[Start of section]

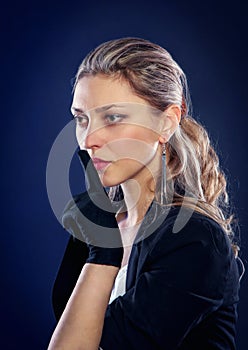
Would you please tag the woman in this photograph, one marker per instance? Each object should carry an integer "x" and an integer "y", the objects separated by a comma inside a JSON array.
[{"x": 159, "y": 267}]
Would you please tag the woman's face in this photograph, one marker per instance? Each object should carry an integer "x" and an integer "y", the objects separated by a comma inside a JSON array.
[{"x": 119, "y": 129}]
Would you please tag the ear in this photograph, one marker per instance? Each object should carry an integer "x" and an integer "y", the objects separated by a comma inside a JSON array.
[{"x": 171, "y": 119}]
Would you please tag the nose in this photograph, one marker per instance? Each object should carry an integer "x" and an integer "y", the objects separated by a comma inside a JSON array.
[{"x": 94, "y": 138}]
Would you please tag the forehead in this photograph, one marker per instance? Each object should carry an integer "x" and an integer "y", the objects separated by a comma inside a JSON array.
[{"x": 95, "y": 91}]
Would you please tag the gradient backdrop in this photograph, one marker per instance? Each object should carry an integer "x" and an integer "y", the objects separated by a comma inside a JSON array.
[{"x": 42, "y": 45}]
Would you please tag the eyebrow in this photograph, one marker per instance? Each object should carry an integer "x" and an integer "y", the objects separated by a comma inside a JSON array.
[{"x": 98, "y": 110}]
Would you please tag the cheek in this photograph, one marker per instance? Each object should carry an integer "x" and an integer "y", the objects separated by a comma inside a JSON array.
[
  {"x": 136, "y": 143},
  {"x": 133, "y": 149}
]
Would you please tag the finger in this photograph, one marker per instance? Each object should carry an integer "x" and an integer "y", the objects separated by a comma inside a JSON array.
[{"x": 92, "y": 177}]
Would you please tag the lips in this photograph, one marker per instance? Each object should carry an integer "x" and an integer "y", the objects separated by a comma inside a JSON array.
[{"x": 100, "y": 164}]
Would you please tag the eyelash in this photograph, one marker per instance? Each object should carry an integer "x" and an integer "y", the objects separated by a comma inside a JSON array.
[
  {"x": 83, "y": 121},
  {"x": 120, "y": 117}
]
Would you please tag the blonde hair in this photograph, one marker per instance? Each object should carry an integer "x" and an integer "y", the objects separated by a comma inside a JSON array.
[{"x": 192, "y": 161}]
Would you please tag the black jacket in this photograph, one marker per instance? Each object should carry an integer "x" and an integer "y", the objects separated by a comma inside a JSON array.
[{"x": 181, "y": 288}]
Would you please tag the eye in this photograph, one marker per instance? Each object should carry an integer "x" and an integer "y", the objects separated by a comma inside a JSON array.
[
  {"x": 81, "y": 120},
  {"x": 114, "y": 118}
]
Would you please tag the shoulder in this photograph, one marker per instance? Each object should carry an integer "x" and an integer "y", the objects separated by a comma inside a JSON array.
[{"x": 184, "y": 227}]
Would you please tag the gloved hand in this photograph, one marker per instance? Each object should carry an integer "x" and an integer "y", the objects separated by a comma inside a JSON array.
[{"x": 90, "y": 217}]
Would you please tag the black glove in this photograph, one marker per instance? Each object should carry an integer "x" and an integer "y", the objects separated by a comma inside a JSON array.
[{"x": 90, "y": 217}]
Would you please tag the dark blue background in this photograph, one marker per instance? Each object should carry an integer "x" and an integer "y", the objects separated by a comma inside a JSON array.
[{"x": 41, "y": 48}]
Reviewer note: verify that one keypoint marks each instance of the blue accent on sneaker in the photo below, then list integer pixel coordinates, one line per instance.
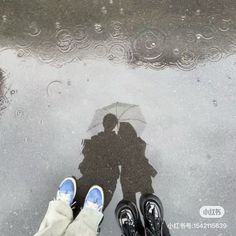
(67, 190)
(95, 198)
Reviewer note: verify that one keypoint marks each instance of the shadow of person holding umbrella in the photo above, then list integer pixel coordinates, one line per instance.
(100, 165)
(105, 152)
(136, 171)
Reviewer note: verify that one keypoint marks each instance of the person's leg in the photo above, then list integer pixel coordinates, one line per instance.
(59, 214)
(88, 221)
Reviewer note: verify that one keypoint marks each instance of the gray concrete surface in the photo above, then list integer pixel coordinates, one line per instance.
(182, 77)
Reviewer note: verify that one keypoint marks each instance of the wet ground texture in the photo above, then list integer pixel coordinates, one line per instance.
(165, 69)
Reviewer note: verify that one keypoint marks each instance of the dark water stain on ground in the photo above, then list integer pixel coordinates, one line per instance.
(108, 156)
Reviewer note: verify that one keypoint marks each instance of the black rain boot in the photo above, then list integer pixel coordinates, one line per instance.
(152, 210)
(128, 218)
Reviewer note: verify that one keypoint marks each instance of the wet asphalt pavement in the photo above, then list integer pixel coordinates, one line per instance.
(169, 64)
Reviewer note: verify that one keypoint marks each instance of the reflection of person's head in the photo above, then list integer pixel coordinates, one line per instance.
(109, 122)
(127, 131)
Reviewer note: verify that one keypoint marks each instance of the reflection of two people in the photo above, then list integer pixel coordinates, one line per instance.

[End of section]

What the exercise asks :: What you return should match the records line for line, minus the pictures.

Result ::
Would you please tag the woman in this photograph, one marker per instance? Each object should carry an integer "x" and an integer "y", the objects separated by a comma inside a JSON array.
[{"x": 159, "y": 267}]
Would you please tag the woman's face in this photograph, one marker per instance? Each object should carry an integer "x" and an integer "y", the objects separated by a comma inside a JSON array.
[{"x": 119, "y": 129}]
Would you please tag the ear in this photograph, one marker per instance? Each object should carry an integer "x" and an integer "y", the objects separated by a comma inside a JSON array.
[{"x": 171, "y": 119}]
Would you please tag the nose in this photograph, one marker per instance? Each object should carry an integer "x" and an integer "y", the objects separated by a comma inside a JSON array.
[{"x": 94, "y": 138}]
Would you please tag the forehead in this photograph, one marker per instance? Each object should carry an integer "x" and an integer "y", the objects separated by a comma inside a JSON array.
[{"x": 95, "y": 91}]
Would you please tag the gradient backdrop in this photograph, one marker per instance? Each object should carry an integer "x" and an integer "y", the objects separated by a comma inside a JSON array.
[{"x": 42, "y": 45}]
Would you please tag the eyebrow in this photograph, one marker per instance? Each object should carry an integer "x" and an integer "y", the objects separated by a comma inside a JSON array.
[{"x": 98, "y": 110}]
Would you please tag the cheek in this photograph, one marker per instance? Each object should carry an integer "x" and an integer "y", the objects separated by a comma inside a JSON array.
[
  {"x": 136, "y": 143},
  {"x": 133, "y": 149}
]
Would you please tag the finger in this photograph, one marker per instance? Each object should carry an integer "x" and an integer "y", the objects separated by a comma inside a JSON array.
[{"x": 92, "y": 177}]
Would you please tag the lips in this photograph, one marker per instance? Each object should carry an integer "x" and an integer "y", the objects separated by a comma inside a JSON array.
[{"x": 100, "y": 164}]
Would you please tag the eyelash in this photograph, one marker per instance? Each object should carry an integer "x" and an integer "y", the objects separated by a comma inside a JSON array.
[
  {"x": 83, "y": 121},
  {"x": 120, "y": 117}
]
Would you please tag the blonde hair in this photograph, one marker per instance? Each object should carry an integer "x" and an integer "y", the objects separated by a comma inside a JSON array.
[{"x": 192, "y": 161}]
Would you please tag the black jacket in this photograph, one marker per instance? Each object should carry an integer "x" and an integer "y", the objects separated by a comma inside a JSON array.
[{"x": 181, "y": 288}]
Would you please tag the eye in this photograph, one marker per instance? Each object should carry an integer "x" and an integer "y", the objects separated by a comma inside a JSON array.
[
  {"x": 81, "y": 120},
  {"x": 114, "y": 118}
]
Would you please tag the shoulder in this photograph, one marker per instance? Each object should carry an integer "x" and an integer "y", the objects separated by a comma inside a JSON array.
[{"x": 184, "y": 227}]
Would you please tag the gloved hand in this photograph, one marker per instance? Each object should carry an integer "x" and an integer "y", the objects separated by a comma inside a JSON array.
[{"x": 90, "y": 217}]
Would you please tag the black glove in this photograph, one marker per instance? Each object should carry an integer "x" and an integer "y", the objects separated by a comma inside a JSON array.
[{"x": 90, "y": 217}]
Would you please tag the dark blue background in this photograph, one marker per instance? Each object should carry an integer "x" and an integer "y", the objects separated by a comma inside a JSON array.
[{"x": 41, "y": 48}]
Reviewer note: verify that one keypoint marks each instance of the blue accent on sneaker in the photo below, then list integer pixel coordinates, one line per instance.
(67, 190)
(95, 198)
Reviewer note: verify that one keypoint marks each instance of the shadow of person holding umbrella in the photo above, then list integer pixel coordinates, one line per instance.
(100, 165)
(105, 152)
(136, 171)
Reviewer note: verify that one keypoint marks each instance of the person's leg in the photo above, then list integer pixel coordinates, one line per instance.
(59, 214)
(88, 221)
Reviewer note: verify that one keypoint marks each instance of the gray concrete surface in the photo above, then list integer pixel coordinates, one line per instance.
(182, 77)
Reviewer note: verify that one keypoint marks each instance of the wet ground texture in the photo above, then list integer pixel coordinates, one line per instance.
(165, 69)
Reviewer note: verify that one keypoint marks each instance of the dark water stain on ground in the photo above, then list integer pixel coordinates, one line per instance.
(108, 156)
Reviewer note: verify that one keypoint marks each instance of the black rain boot in the photo above, then list integer pixel coordinates, one line per instance.
(152, 210)
(128, 218)
Reviewer note: verify that one keypoint marks each instance of the wet asphalt pavement in the photo above, then list integer pixel coordinates, one line per instance.
(169, 64)
Reviewer note: verify that one keypoint marks each instance of the reflection of person's head in the photo above, then list integer pixel coordinates, one line per instance.
(109, 122)
(127, 131)
Reviewer note: verify that one keypoint marks each instance of the reflection of two people in the photo above, then list integer pixel coordinates, one line per instance.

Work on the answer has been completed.